-- Start of Data supplied --

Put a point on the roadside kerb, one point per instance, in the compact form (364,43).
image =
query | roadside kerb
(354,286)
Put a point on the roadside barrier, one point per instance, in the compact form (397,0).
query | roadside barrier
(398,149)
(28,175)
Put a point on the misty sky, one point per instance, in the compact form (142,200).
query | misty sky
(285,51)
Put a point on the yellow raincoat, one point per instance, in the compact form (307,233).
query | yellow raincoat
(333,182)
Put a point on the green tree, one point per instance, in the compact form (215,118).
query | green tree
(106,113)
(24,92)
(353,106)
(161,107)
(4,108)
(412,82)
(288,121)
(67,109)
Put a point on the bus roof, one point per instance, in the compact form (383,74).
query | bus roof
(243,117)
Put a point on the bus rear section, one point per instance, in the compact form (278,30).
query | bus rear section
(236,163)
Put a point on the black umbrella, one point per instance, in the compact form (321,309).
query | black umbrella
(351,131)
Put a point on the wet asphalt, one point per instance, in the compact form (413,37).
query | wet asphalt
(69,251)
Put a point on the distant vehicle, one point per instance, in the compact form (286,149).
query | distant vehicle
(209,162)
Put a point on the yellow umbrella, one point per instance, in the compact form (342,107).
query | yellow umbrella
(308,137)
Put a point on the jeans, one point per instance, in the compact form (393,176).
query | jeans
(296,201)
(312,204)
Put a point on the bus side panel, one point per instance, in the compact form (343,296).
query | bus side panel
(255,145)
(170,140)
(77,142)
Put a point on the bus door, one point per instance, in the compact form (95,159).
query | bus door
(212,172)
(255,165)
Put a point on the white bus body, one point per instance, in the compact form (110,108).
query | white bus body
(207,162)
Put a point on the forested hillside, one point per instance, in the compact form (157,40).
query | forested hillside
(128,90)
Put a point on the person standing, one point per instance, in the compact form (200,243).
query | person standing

-- End of Data supplied --

[Brief] Scale the entries from the line with "Put a point on the jeans, one" through the end of the entries, both ends included, and write out every line again, requests too. Multiply each point coordinate in the answers by 1.8 and round to whole numbers, halves up, but leave the numbers in the requests and their format samples unchanged.

[Complete answer]
Put a point on the jeans, one point per instance, in the compact form (393,176).
query | jeans
(533,362)
(562,367)
Put a point on the bus side panel, one point per instance, in the compact form (343,296).
query | bus side panel
(459,261)
(306,252)
(139,256)
Put a point on the bus door, one point per instance, in the compact form (95,159).
query | bus door
(382,310)
(459,297)
Put a point on the white bus body, one point per instance, in the compact form (110,108).
query | white bus body
(373,292)
Put a point on the forested hillside, one point per instance, in the compact form (157,40).
query | forested hillside
(230,162)
Put a point on the person standing, one point per instance, in the compact form (200,243).
query | person standing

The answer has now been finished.